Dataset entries
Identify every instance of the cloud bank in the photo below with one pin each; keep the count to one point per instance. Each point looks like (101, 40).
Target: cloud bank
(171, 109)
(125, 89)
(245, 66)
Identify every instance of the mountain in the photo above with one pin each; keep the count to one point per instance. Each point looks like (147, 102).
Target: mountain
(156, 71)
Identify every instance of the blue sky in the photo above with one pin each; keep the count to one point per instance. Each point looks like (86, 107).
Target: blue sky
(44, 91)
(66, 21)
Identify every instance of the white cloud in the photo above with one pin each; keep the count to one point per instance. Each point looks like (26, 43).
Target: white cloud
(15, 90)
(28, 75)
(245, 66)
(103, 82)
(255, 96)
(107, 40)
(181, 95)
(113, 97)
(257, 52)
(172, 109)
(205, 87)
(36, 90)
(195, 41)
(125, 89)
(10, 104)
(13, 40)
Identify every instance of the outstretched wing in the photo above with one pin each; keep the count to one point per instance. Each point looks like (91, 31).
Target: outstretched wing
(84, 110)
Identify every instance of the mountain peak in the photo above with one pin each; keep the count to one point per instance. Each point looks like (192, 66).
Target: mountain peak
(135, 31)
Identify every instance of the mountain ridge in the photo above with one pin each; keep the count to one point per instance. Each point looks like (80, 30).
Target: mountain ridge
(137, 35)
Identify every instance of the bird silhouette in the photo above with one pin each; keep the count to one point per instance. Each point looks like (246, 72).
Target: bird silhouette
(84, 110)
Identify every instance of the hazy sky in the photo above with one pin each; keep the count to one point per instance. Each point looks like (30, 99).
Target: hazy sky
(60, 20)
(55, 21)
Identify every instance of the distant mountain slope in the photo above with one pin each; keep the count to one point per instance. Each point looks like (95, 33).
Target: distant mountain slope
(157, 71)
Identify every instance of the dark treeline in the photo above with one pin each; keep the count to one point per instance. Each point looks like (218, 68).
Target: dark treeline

## What to do
Quote exactly and only the lines from the one holding "Identify every instance of the hazy" through the end of the data.

## Output
Identify every instance of the hazy sky in the photo above with one pin each; keep the count to one point per instance. Each point looks like (30, 99).
Target: hazy sky
(60, 20)
(55, 21)
Identify every instance of the distant mountain slope in the photo above with one pin each; keep the count to one point per instance. Each point looks like (95, 33).
Target: distant mountain slope
(157, 71)
Identify every instance of the dark treeline in the photo above with one pin each; keep the count to one point per instance. Each point looks like (218, 68).
Target: dark treeline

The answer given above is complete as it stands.